— Objective —
Count the lines in the records that contain the word "dark", treating case as significant, and give only that number.

[Detection annotation records]
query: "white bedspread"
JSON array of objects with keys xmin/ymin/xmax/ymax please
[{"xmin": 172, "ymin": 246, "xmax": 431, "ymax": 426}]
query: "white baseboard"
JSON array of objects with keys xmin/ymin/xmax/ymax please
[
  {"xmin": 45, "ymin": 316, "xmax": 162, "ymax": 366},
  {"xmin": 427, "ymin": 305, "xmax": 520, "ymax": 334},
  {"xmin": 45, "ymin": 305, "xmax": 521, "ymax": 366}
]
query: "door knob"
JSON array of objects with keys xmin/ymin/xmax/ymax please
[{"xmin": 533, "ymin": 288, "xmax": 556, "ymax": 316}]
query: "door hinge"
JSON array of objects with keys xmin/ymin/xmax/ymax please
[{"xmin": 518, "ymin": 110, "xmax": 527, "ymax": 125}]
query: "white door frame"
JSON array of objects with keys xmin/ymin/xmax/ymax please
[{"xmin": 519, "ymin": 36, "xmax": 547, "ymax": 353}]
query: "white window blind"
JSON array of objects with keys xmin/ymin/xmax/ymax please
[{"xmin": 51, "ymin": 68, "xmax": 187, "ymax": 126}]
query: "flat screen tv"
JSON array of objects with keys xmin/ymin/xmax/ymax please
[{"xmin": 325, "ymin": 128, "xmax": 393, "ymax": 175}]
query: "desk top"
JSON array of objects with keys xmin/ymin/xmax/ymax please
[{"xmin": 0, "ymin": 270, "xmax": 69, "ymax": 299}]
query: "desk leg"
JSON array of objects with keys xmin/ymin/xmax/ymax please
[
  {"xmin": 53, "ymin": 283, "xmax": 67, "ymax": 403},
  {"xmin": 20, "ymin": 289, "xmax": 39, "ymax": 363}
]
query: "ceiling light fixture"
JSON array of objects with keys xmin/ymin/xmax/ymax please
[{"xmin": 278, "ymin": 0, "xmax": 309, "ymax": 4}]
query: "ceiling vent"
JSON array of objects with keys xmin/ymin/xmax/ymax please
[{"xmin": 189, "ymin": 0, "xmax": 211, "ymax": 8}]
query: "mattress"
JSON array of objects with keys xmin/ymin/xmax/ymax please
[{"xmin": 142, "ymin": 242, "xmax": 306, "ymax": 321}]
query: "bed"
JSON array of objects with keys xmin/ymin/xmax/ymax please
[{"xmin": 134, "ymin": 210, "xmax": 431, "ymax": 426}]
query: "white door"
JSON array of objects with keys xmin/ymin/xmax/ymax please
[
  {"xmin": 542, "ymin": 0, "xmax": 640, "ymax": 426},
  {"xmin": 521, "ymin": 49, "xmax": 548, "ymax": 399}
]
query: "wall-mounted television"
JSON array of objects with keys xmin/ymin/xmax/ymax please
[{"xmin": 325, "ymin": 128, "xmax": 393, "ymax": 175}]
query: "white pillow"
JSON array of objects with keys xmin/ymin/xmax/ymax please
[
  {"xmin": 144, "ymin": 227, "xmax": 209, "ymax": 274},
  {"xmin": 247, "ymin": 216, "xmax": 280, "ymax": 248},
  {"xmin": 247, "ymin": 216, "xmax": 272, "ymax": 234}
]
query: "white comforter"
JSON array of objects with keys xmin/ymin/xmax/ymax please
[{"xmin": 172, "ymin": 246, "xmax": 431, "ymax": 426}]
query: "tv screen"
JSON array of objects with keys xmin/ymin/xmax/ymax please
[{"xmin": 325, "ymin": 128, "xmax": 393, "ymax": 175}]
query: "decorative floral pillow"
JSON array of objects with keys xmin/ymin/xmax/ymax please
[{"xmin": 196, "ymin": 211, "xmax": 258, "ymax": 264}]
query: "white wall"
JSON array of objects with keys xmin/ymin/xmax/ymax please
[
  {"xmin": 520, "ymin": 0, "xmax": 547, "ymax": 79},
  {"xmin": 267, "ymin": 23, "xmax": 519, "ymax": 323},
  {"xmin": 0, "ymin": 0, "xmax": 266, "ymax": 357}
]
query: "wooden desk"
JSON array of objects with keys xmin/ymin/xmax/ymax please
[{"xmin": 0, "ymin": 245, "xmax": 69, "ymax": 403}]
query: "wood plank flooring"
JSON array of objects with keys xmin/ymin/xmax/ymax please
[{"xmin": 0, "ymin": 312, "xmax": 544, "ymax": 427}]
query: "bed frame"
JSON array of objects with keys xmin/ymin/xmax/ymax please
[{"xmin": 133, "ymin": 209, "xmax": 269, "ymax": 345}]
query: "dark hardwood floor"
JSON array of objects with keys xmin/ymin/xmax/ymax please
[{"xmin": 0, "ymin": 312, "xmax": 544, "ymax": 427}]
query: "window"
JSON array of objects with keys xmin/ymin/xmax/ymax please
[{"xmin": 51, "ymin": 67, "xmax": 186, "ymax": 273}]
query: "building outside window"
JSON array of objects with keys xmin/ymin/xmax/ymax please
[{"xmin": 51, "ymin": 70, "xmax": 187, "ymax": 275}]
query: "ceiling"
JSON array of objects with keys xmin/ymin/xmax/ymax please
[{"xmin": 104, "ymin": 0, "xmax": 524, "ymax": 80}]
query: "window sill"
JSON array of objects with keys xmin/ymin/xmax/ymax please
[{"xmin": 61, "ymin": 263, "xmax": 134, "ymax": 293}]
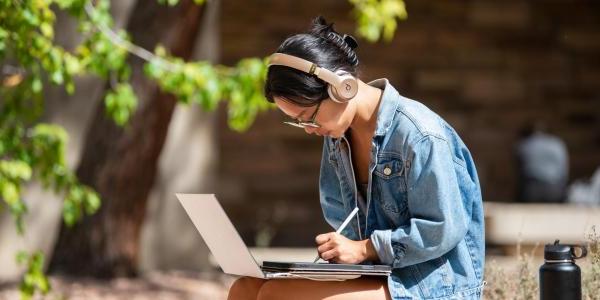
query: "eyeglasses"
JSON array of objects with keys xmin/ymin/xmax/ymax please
[{"xmin": 283, "ymin": 101, "xmax": 323, "ymax": 128}]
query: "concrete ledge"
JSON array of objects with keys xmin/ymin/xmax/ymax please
[{"xmin": 484, "ymin": 202, "xmax": 600, "ymax": 245}]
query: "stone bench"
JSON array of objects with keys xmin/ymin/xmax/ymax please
[{"xmin": 484, "ymin": 202, "xmax": 600, "ymax": 254}]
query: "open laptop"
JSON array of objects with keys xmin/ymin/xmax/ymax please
[{"xmin": 176, "ymin": 194, "xmax": 391, "ymax": 280}]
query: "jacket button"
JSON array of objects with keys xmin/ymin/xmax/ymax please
[{"xmin": 383, "ymin": 167, "xmax": 392, "ymax": 176}]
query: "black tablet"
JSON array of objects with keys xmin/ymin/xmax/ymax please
[{"xmin": 262, "ymin": 261, "xmax": 392, "ymax": 275}]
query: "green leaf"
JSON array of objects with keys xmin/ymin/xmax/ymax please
[{"xmin": 0, "ymin": 160, "xmax": 31, "ymax": 181}]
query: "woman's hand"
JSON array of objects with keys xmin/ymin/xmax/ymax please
[{"xmin": 315, "ymin": 232, "xmax": 378, "ymax": 264}]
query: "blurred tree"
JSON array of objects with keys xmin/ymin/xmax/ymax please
[
  {"xmin": 0, "ymin": 0, "xmax": 406, "ymax": 296},
  {"xmin": 49, "ymin": 0, "xmax": 207, "ymax": 277}
]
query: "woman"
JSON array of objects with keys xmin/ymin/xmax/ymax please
[{"xmin": 229, "ymin": 17, "xmax": 484, "ymax": 299}]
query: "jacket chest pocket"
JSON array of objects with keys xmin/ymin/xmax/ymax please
[{"xmin": 373, "ymin": 155, "xmax": 408, "ymax": 221}]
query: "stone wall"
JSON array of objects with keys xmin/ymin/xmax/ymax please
[{"xmin": 217, "ymin": 0, "xmax": 600, "ymax": 246}]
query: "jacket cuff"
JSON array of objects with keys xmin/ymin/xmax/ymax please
[{"xmin": 371, "ymin": 230, "xmax": 394, "ymax": 266}]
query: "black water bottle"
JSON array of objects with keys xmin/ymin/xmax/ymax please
[{"xmin": 540, "ymin": 240, "xmax": 587, "ymax": 300}]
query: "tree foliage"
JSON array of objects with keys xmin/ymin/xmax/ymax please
[{"xmin": 0, "ymin": 0, "xmax": 406, "ymax": 298}]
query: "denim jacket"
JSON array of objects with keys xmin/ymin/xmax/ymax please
[{"xmin": 319, "ymin": 79, "xmax": 485, "ymax": 299}]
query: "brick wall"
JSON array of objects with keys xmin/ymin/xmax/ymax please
[{"xmin": 217, "ymin": 0, "xmax": 600, "ymax": 245}]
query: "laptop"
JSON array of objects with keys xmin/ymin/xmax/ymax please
[{"xmin": 176, "ymin": 194, "xmax": 391, "ymax": 280}]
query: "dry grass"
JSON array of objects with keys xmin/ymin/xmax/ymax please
[{"xmin": 483, "ymin": 227, "xmax": 600, "ymax": 300}]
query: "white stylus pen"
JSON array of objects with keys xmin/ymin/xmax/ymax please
[{"xmin": 313, "ymin": 206, "xmax": 358, "ymax": 263}]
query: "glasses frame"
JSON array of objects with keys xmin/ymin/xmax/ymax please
[{"xmin": 283, "ymin": 101, "xmax": 323, "ymax": 128}]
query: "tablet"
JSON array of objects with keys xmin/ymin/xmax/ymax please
[{"xmin": 262, "ymin": 261, "xmax": 392, "ymax": 276}]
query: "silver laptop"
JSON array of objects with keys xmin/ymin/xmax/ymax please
[{"xmin": 176, "ymin": 194, "xmax": 391, "ymax": 280}]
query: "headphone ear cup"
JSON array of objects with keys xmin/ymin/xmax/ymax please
[
  {"xmin": 327, "ymin": 72, "xmax": 358, "ymax": 103},
  {"xmin": 327, "ymin": 84, "xmax": 348, "ymax": 103}
]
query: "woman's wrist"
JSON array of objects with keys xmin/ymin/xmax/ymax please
[{"xmin": 360, "ymin": 239, "xmax": 379, "ymax": 261}]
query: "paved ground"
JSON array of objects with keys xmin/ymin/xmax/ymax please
[{"xmin": 0, "ymin": 252, "xmax": 564, "ymax": 300}]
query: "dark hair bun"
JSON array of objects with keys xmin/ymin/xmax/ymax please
[
  {"xmin": 310, "ymin": 16, "xmax": 358, "ymax": 66},
  {"xmin": 344, "ymin": 34, "xmax": 358, "ymax": 50}
]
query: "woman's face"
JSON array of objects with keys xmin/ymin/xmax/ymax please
[{"xmin": 274, "ymin": 97, "xmax": 356, "ymax": 138}]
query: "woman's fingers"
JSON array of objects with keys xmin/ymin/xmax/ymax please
[
  {"xmin": 317, "ymin": 242, "xmax": 335, "ymax": 255},
  {"xmin": 315, "ymin": 232, "xmax": 336, "ymax": 245},
  {"xmin": 321, "ymin": 248, "xmax": 340, "ymax": 262}
]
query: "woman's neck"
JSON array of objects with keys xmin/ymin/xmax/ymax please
[{"xmin": 350, "ymin": 80, "xmax": 383, "ymax": 139}]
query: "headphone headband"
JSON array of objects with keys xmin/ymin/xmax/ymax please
[{"xmin": 268, "ymin": 53, "xmax": 342, "ymax": 88}]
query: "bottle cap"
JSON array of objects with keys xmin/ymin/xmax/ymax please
[{"xmin": 544, "ymin": 240, "xmax": 587, "ymax": 261}]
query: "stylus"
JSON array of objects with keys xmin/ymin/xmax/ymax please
[{"xmin": 313, "ymin": 206, "xmax": 358, "ymax": 263}]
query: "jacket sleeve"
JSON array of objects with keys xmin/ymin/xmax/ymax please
[
  {"xmin": 371, "ymin": 136, "xmax": 470, "ymax": 268},
  {"xmin": 319, "ymin": 139, "xmax": 354, "ymax": 237}
]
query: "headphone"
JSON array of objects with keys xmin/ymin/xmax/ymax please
[{"xmin": 268, "ymin": 53, "xmax": 358, "ymax": 103}]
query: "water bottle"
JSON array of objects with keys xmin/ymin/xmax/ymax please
[{"xmin": 540, "ymin": 240, "xmax": 587, "ymax": 300}]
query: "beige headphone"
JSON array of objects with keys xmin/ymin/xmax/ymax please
[{"xmin": 269, "ymin": 53, "xmax": 358, "ymax": 103}]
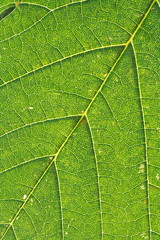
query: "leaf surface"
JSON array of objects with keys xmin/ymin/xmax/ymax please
[{"xmin": 0, "ymin": 0, "xmax": 160, "ymax": 240}]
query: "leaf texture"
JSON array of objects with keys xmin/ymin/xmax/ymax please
[{"xmin": 0, "ymin": 0, "xmax": 160, "ymax": 240}]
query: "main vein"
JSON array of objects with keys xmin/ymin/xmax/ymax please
[
  {"xmin": 1, "ymin": 0, "xmax": 156, "ymax": 239},
  {"xmin": 132, "ymin": 43, "xmax": 151, "ymax": 239}
]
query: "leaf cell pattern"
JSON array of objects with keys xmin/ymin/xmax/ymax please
[{"xmin": 0, "ymin": 0, "xmax": 160, "ymax": 240}]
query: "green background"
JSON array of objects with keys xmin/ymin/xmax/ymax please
[{"xmin": 0, "ymin": 0, "xmax": 160, "ymax": 240}]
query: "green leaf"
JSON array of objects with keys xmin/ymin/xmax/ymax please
[{"xmin": 0, "ymin": 0, "xmax": 160, "ymax": 240}]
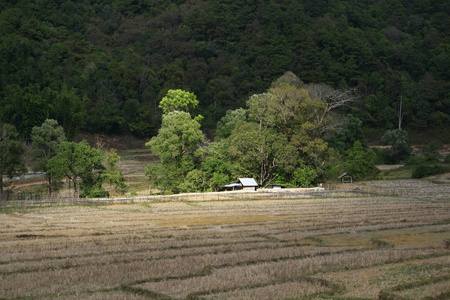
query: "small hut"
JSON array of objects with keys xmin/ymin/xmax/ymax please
[{"xmin": 338, "ymin": 173, "xmax": 353, "ymax": 183}]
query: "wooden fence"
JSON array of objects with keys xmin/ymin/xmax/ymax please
[{"xmin": 0, "ymin": 187, "xmax": 399, "ymax": 207}]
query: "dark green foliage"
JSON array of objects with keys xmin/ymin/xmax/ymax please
[
  {"xmin": 31, "ymin": 119, "xmax": 66, "ymax": 194},
  {"xmin": 344, "ymin": 141, "xmax": 379, "ymax": 180},
  {"xmin": 146, "ymin": 111, "xmax": 204, "ymax": 193},
  {"xmin": 0, "ymin": 123, "xmax": 25, "ymax": 199},
  {"xmin": 47, "ymin": 141, "xmax": 105, "ymax": 197},
  {"xmin": 411, "ymin": 164, "xmax": 449, "ymax": 179},
  {"xmin": 381, "ymin": 129, "xmax": 412, "ymax": 163},
  {"xmin": 0, "ymin": 0, "xmax": 450, "ymax": 139}
]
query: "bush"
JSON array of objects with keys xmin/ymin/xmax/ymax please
[
  {"xmin": 80, "ymin": 188, "xmax": 109, "ymax": 198},
  {"xmin": 372, "ymin": 148, "xmax": 391, "ymax": 165},
  {"xmin": 411, "ymin": 164, "xmax": 448, "ymax": 179}
]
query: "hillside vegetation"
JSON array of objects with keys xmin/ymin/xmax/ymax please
[
  {"xmin": 0, "ymin": 180, "xmax": 450, "ymax": 300},
  {"xmin": 0, "ymin": 0, "xmax": 450, "ymax": 139}
]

— Written reply —
3